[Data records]
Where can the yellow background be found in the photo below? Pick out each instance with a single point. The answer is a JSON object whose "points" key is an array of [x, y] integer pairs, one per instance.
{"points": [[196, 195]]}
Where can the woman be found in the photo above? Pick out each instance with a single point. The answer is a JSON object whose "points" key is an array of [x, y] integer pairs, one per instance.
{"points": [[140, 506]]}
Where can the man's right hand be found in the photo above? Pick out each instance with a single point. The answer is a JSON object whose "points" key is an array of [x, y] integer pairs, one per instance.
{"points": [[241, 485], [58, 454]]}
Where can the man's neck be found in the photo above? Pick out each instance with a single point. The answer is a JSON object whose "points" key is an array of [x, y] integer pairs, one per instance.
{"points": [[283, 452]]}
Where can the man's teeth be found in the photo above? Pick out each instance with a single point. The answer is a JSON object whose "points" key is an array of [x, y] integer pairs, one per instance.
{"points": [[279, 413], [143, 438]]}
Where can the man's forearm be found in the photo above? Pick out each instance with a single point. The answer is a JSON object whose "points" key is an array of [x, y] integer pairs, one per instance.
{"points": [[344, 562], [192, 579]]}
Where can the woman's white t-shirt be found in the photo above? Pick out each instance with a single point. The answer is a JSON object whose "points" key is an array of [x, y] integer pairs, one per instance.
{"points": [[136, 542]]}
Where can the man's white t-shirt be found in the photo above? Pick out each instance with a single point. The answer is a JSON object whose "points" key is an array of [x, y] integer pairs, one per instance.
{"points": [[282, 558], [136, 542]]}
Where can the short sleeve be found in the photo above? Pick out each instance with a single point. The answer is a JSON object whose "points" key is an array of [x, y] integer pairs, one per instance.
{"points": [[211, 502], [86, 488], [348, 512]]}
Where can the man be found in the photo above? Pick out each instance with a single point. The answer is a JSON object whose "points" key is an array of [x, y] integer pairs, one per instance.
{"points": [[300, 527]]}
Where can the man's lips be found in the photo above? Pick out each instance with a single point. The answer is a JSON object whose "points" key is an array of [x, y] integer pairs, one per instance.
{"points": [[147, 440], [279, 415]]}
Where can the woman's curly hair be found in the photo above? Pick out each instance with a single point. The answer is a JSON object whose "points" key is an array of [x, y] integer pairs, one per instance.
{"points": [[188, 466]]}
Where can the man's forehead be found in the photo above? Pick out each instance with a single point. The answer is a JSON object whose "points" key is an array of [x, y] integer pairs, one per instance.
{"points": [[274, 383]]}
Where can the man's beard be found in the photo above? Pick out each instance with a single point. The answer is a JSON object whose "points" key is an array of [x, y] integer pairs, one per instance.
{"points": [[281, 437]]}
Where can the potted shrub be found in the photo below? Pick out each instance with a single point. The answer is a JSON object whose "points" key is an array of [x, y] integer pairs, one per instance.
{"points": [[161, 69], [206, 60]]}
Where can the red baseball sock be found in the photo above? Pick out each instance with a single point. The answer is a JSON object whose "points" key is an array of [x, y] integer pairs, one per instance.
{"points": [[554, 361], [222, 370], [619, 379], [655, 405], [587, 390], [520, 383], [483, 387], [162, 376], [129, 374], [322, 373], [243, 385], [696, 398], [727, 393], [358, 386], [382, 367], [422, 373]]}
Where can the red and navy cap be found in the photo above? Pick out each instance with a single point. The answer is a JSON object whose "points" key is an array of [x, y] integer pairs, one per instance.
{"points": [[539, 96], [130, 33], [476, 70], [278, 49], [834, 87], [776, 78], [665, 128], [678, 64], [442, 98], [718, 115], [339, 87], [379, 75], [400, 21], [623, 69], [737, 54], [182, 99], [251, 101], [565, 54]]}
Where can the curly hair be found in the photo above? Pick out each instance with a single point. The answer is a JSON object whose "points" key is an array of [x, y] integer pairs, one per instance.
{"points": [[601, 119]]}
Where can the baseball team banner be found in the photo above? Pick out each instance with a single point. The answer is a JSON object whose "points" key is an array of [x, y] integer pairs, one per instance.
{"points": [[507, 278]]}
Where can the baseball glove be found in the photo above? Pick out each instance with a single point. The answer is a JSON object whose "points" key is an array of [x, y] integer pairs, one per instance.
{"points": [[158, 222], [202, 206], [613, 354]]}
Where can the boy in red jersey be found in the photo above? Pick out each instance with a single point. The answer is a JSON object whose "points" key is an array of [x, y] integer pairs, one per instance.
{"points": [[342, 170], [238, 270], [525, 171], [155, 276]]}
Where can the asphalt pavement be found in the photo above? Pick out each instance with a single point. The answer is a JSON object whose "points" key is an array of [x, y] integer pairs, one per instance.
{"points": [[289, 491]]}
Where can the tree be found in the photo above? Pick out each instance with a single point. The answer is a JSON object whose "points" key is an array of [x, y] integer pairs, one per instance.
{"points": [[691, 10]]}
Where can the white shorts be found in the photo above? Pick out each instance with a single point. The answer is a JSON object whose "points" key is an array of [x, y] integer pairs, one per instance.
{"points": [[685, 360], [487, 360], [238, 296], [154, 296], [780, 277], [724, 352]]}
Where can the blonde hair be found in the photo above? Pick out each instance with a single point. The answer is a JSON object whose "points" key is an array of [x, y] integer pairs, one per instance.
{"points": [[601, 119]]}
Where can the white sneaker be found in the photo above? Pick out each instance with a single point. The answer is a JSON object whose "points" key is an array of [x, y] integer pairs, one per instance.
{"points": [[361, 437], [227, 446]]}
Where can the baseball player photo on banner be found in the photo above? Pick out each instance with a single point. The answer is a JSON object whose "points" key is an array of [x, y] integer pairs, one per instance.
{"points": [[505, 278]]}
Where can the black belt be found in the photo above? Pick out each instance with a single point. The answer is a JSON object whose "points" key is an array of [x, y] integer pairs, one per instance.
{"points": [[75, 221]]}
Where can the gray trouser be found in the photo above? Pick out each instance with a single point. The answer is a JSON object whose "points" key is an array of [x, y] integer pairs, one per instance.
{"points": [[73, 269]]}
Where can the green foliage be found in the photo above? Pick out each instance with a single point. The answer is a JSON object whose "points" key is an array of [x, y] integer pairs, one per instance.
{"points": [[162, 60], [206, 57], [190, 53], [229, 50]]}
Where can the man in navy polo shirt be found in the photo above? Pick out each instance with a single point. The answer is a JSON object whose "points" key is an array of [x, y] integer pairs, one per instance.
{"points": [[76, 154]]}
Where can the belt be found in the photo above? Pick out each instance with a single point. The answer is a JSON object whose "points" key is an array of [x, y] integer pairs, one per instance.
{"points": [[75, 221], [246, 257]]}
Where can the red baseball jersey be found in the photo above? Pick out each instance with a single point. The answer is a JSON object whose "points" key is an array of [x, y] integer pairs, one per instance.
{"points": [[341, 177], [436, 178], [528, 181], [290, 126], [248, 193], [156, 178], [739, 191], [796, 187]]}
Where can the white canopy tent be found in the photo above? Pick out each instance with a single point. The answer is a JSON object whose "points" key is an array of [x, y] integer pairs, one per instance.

● **Given task**
Begin with the line that contains "Where can the belt" and quote each line after it exactly, stopping after the last line of the data.

● **Answer below**
Where can the belt be found in the photo above? Pick out each instance with a single point. The answer is a JSON object whose "points" key is an array of [x, y] integer pairs, one per instance.
{"points": [[75, 221], [246, 257]]}
Where can the red baseball jersey be found in the photo above? Pick out each instance with a single point. The answer is a JSON object whose "points" key is an array of [x, y] integer pairs, one per instance.
{"points": [[341, 177], [436, 178], [528, 181], [290, 126], [248, 193], [156, 178], [739, 191], [796, 187]]}
Where can the white canopy tent be found in the photo above? Pick out each instance with a single point. The answer is a JSON object whose "points" key is an array of [x, y] integer pairs, one per instance.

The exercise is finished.